**ÉNONCÉ A:** Recopiez fidèlement le passage de l'extrait ci-dessous qui commence par « Deuxième déclic : j’ai » et se poursuit jusqu'à « rentrer à Dakar. ».

Deuxième déclic : j’ai 18 ans, je fais mes études en France, à Lille. Je passe un soir d’hiver devant le théâtre Sébastopol et je vois une femme avec une poussette, à laquelle sont accrochés des sacs de course et elle porte un pack de 6 litres d’eau à bout de bras. C’est ça, être une femme en Occident ? S’occuper de tout, toute seule, tout porter, n’être aidée par personne ? Jamais je ne veux vivre comme ça. Et je ne comprends pas qu’on fasse faire des études à des femmes, en leur promettant qu’elles vont faire carrière, pour ensuite les soumettre à tant de pression pour être une bonne mère et une bonne ménagère. Ca n’a pas de sens ! Dans ces conditions-là, je ne me vois pas fonder une famille. Alors, parce que je veux une vie pleine, m’épanouir dans le travail et avoir des enfants, je décide à 22 ans de rentrer à Dakar.

Et là, troisième déclic : dans mon autre pays, je n’arrive pas à entrer dans les cases. Je travaille dans des multinationales mais, à chaque fois, quelque chose dans ma manière d’être ne va pas. Je dois jouer la comédie pour exister et pour faire valoir mes compétences. Je passe plus de temps à faire de la politique qu’à faire mon travail. Ca ne me va pas. Alors, à un moment, je décide de créer ma boîte. Je ne viens pas du tout du monde de l’entrepreneuriat : mes parents étaient des intellectuels, de ceux qui portent des lunettes, lisent des livres et te disent « fais ce qui t’intéresse, pas du business ! ». Mais moi, le business, c’est ce qui m’intéresse. Je suis fière d’avoir osé sauter ce pas de l’entrepreneuriat, car j’ai en quelque sorte creusé le sillon pour mon frère qui a créé la laiterie du berger et pour ma sœur qui est aujourd’hui devenue mon associée.

Et puis le 4è déclic, c’est maintenant, dans ma vie de femme approchant la cinquantaine. Une femme qui pendant des années a vécu dans la vitesse, dans l’agitation, la tempête…  Et le vent s’arrête. Je suis bien dans cette accalmie. Je prends le temps. Je savoure la maturité. C’est une vraie libération, aussi !

Vous avez lancé le SenTalk Show pour promouvoir l’entrepreneuriat au Sénégal. Comment cette idée vous est-elle venue ?

**ÉNONCÉ B:** Extrayez des enregistrements ci-dessous, sans aucune modification, les lignes allant de celle qui contient « Where can you find the hooded » jusqu'à celle qui contient « point(103, 163) », ces deux lignes comprises.

**ENREGISTREMENTS:**
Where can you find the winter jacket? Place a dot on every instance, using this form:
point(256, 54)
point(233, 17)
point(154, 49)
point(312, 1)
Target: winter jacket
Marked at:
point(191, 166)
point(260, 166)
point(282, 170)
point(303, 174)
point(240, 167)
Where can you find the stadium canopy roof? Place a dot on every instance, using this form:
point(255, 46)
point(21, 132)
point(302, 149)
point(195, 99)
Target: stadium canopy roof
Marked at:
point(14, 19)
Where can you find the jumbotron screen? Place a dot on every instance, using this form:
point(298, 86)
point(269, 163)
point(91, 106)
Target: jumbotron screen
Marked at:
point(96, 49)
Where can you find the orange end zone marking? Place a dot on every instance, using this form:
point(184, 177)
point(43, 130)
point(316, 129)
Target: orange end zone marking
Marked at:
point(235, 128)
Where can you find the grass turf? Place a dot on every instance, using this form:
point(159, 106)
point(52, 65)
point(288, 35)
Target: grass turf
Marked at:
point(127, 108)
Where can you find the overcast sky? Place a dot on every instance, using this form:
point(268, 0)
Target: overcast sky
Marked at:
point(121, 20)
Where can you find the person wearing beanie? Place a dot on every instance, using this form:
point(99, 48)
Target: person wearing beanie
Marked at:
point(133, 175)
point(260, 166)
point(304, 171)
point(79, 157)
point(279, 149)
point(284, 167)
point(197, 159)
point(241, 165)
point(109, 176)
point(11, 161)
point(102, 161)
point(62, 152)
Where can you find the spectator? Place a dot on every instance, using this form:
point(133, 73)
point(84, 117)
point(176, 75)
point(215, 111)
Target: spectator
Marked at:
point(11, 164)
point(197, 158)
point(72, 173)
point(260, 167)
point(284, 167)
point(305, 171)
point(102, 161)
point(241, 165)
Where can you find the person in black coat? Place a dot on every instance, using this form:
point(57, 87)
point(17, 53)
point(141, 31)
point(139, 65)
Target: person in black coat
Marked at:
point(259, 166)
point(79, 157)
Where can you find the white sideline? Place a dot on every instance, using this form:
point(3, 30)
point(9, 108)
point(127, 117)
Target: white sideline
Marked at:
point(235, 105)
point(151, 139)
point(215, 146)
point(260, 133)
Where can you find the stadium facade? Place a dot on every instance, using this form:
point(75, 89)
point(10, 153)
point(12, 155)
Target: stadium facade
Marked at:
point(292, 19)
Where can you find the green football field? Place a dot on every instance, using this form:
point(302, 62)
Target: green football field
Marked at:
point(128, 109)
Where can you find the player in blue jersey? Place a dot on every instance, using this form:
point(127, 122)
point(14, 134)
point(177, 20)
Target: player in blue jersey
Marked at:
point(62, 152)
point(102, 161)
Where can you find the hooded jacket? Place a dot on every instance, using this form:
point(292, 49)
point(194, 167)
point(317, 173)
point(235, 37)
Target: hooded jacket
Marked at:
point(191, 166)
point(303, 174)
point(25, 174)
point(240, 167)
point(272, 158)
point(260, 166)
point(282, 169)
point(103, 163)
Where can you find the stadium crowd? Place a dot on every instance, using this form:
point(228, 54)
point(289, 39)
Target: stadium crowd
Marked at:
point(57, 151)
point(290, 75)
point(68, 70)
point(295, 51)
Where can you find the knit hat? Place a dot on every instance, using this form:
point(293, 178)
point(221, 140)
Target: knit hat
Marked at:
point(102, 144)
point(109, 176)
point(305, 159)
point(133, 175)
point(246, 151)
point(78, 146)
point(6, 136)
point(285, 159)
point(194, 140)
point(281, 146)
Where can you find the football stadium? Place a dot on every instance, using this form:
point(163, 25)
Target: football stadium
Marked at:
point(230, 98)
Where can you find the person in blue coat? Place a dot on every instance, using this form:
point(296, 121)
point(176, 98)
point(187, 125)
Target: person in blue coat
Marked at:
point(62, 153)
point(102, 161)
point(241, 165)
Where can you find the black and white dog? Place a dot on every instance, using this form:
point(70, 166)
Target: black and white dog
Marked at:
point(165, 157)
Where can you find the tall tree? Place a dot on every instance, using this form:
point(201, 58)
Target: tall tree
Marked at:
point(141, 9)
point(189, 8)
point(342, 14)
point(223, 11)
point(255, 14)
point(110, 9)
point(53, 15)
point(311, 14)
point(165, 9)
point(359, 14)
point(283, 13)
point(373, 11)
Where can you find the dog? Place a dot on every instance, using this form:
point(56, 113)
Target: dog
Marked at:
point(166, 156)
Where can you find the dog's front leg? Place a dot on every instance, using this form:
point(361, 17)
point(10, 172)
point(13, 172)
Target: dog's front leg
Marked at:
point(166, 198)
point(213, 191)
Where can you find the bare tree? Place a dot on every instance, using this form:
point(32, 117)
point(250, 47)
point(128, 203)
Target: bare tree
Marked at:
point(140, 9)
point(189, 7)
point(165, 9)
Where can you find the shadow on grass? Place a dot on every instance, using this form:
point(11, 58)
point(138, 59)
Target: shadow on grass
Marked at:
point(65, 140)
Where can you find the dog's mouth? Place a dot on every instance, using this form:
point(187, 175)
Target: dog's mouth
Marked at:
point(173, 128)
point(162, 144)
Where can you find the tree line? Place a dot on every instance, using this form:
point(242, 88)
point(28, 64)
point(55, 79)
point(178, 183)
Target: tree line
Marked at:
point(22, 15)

**RÉPONSE ATTENDUE A:**
Deuxième déclic : j’ai 18 ans, je fais mes études en France, à Lille. Je passe un soir d’hiver devant le théâtre Sébastopol et je vois une femme avec une poussette, à laquelle sont accrochés des sacs de course et elle porte un pack de 6 litres d’eau à bout de bras. C’est ça, être une femme en Occident ? S’occuper de tout, toute seule, tout porter, n’être aidée par personne ? Jamais je ne veux vivre comme ça. Et je ne comprends pas qu’on fasse faire des études à des femmes, en leur promettant qu’elles vont faire carrière, pour ensuite les soumettre à tant de pression pour être une bonne mère et une bonne ménagère. Ca n’a pas de sens ! Dans ces conditions-là, je ne me vois pas fonder une famille. Alors, parce que je veux une vie pleine, m’épanouir dans le travail et avoir des enfants, je décide à 22 ans de rentrer à Dakar.

**RÉPONSE ATTENDUE B:**
Where can you find the hooded jacket? Place a dot on every instance, using this form:
point(292, 49)
point(194, 167)
point(317, 173)
point(235, 37)
Target: hooded jacket
Marked at:
point(191, 166)
point(303, 174)
point(25, 174)
point(240, 167)
point(272, 158)
point(260, 166)
point(282, 169)
point(103, 163)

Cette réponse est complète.